TASK PROMPT
Please list every numerical figure given in the text on non-fire sampling, leaving out the bracketed citation number.

TEXT EXTRACT
-- Start --
To construct non-fire samples, an equal number of randomly generated points (4609) were created within forested areas of the study region and labeled as non-fire samples (value = 0), resulting in a balanced dataset with a fire-to-non-fire ratio of 1:1. To ensure temporal consistency, Non-fire observations were sampled from the period represented by the fire inventory, thereby maintaining consistency in temporal coverage between the two classes. In addition, a minimum buffer distance of 500 m from known fire points was imposed during sample generation to reduce spatial overlap and potential spatial autocorrelation. This threshold was selected based on previous forest fire susceptibility studies and represents a compromise between sample independence and sample availability [19].
-- End --
[Stored entries]
-- Start --
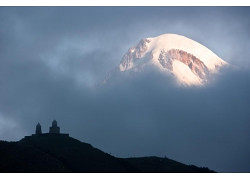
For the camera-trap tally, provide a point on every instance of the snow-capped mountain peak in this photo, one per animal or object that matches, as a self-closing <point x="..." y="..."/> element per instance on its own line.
<point x="189" y="61"/>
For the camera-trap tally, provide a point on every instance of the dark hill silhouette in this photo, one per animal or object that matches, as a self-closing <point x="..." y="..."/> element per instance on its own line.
<point x="58" y="153"/>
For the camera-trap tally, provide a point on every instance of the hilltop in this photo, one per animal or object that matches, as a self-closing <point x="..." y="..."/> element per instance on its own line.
<point x="59" y="153"/>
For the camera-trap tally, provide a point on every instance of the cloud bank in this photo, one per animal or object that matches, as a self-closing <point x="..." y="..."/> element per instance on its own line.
<point x="51" y="59"/>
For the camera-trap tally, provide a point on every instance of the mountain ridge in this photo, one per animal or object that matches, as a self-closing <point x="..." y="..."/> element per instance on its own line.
<point x="188" y="61"/>
<point x="56" y="153"/>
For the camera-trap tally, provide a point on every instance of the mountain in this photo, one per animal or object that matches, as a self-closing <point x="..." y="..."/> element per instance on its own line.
<point x="57" y="153"/>
<point x="188" y="61"/>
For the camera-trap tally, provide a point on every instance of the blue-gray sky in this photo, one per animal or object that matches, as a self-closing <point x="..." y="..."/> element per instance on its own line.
<point x="52" y="57"/>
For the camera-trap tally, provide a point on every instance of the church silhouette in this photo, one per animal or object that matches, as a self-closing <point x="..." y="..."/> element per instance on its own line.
<point x="53" y="130"/>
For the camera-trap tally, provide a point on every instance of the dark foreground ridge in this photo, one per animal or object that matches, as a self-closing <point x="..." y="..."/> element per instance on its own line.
<point x="61" y="153"/>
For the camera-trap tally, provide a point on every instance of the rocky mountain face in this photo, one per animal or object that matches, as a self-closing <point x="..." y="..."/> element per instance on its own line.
<point x="188" y="61"/>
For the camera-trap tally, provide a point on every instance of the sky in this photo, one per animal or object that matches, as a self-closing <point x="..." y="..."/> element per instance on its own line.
<point x="53" y="58"/>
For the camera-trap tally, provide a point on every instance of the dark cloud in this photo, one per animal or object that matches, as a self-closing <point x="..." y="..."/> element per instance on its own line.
<point x="51" y="58"/>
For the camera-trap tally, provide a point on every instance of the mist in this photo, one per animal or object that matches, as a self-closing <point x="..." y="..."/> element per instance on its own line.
<point x="52" y="59"/>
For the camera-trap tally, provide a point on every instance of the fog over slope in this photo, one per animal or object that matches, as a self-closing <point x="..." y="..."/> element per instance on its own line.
<point x="51" y="59"/>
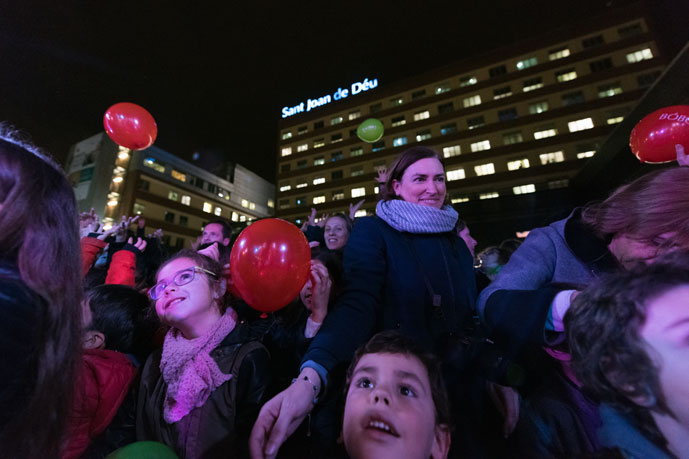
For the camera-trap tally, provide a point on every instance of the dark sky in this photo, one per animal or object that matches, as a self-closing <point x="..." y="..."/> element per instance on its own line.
<point x="215" y="74"/>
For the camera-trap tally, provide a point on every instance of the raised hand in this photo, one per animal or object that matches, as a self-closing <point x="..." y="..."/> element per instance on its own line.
<point x="354" y="208"/>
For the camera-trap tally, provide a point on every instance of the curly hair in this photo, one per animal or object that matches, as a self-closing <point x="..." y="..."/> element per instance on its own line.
<point x="609" y="356"/>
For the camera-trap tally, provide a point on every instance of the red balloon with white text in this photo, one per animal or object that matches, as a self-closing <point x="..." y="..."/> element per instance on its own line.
<point x="130" y="126"/>
<point x="653" y="139"/>
<point x="270" y="263"/>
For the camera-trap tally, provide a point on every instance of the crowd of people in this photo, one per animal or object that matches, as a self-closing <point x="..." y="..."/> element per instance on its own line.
<point x="404" y="342"/>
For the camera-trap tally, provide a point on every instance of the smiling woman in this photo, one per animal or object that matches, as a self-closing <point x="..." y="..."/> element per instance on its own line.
<point x="405" y="269"/>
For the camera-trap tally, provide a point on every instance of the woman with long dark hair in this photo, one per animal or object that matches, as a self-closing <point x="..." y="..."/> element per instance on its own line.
<point x="40" y="299"/>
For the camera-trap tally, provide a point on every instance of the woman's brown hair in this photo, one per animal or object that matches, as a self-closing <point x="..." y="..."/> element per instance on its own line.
<point x="400" y="164"/>
<point x="39" y="235"/>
-- End --
RESULT
- 4609
- 0
- 1:1
- 500 m